== Фрагмент источника ==
============

Классный журнал

Андрей Бартенев Андрей
Бартенев

Сказка о заблудившемся ветре

21 апреля 2018 09:45
Художник Андрей Бартенев не мог не понять Норильск — как не понять, если он там ходил в детский сад, как он сам говорит, согнувшись, как плуг над землей, чтоб не стать унесенным ветром. Покорился ли он Норильску? Покорился ли ему Норильск? Почему спасался теплом в Сочи? Почему всегда возвращался в Норильск? Зачем так любит его? На все эти вопросы есть прямые и ясные ответы в колонке Андрея Бартенева. И не поспоришь. И даже снять бы шляпу, а нельзя: очень уж дует.
Когда ты рождаешься на полуострове Таймыр и ничего другого не видел, все вокруг выглядит естественным. Ты не знаешь, что такое юг, не знаешь никакого Черноморского побережья с теплым морем. Ты знаешь снег — который лежит, который сыплется с неба, который дует с сильными ветрами… И есть полтора месяца, вмещающие весь теплый сезон: весну, лето и осень. Жизнь среди снега становится нормальной частью твоего существования, такого смысла — «экстремальная природа» — не существует.

============

== Задачи для решения ==
**a)** Ответьте на вопросы по отрывку о Норильске, помечая каждый ответ так же, как вопрос.
(i) Где, согласно отрывку, Андрей Бартенев ходил в детский сад?
(ii) В каком городе он спасался теплом?
(iii) Сколько длится теплый сезон на Таймыре?
**b)** Назовите все времена года, которые, согласно отрывку о Норильске, вмещаются в теплый сезон.

== Предоставленные данные ==

============

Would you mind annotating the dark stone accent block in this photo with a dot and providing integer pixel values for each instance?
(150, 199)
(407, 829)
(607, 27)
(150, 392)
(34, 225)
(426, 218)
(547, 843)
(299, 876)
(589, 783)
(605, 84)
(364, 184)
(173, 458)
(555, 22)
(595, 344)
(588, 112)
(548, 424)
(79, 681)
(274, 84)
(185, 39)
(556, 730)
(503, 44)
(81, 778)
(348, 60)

============

== Список ответов ==
**a)**
(i) В Норильске.
(ii) В Сочи.
(iii) Полтора месяца.

**b)** Весна, лето, осень.